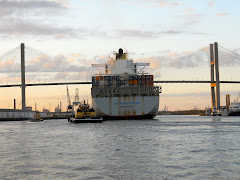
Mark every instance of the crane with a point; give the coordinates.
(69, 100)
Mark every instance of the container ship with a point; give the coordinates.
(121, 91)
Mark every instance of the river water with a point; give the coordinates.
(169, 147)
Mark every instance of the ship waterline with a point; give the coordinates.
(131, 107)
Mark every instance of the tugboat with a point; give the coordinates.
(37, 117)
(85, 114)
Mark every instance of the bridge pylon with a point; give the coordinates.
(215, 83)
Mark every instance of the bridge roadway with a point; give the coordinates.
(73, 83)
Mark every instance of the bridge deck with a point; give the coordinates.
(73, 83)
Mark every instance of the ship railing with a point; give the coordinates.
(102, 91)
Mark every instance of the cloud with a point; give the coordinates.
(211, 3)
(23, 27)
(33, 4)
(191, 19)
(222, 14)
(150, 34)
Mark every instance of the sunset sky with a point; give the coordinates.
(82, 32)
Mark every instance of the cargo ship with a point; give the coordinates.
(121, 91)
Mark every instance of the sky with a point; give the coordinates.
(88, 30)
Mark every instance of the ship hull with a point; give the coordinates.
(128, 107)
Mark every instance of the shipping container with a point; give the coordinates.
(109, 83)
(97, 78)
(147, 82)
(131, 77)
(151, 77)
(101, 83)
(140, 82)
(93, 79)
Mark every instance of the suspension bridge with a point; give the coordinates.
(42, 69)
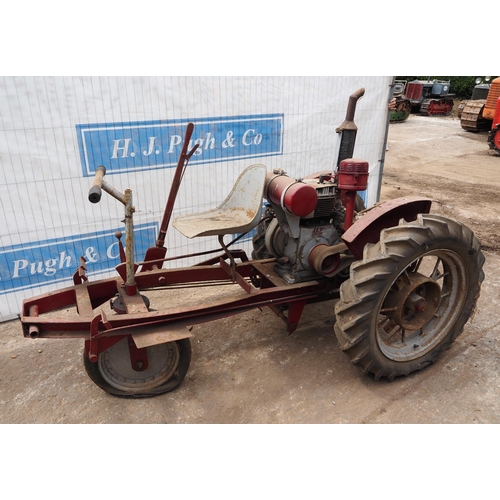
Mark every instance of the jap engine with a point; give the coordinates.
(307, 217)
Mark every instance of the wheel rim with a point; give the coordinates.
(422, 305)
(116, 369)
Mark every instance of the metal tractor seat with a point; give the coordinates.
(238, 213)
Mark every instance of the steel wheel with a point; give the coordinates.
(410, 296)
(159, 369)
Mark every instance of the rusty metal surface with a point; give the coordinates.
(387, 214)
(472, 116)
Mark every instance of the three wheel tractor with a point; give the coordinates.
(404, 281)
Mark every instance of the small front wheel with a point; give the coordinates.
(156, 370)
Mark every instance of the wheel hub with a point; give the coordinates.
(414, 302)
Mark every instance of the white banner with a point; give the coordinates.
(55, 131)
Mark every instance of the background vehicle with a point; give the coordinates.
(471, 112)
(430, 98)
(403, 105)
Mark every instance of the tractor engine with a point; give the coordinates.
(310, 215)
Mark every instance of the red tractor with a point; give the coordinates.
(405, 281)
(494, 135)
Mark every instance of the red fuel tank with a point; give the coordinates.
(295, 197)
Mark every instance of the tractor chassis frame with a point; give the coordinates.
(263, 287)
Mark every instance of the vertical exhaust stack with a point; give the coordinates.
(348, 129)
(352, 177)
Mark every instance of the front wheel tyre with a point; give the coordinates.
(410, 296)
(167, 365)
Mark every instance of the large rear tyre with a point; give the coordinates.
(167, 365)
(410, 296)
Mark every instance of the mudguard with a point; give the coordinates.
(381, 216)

▸ **Work to do**: Can you rewrite the entries from the line containing "Mark every instance of the red fuel" through the end of the entries, replacing "tyre" with "tire" and leaving everything else unchanged?

▸ **Task result**:
Mark every instance of the red fuel tank with a point; give the coordinates.
(295, 197)
Mark every instance of the tractor chassis frame with a point; give the coordinates.
(263, 287)
Mark every instance of the vertical exhaust stack with a point; give the coordinates.
(348, 129)
(352, 177)
Mark every instance of the front wheel tire with a point; give the coordinates.
(410, 296)
(167, 365)
Mark every instance of the large rear tire with a point; give the coordinates.
(167, 365)
(410, 296)
Mark every instance of the mudguard with a point; give the coordinates.
(381, 216)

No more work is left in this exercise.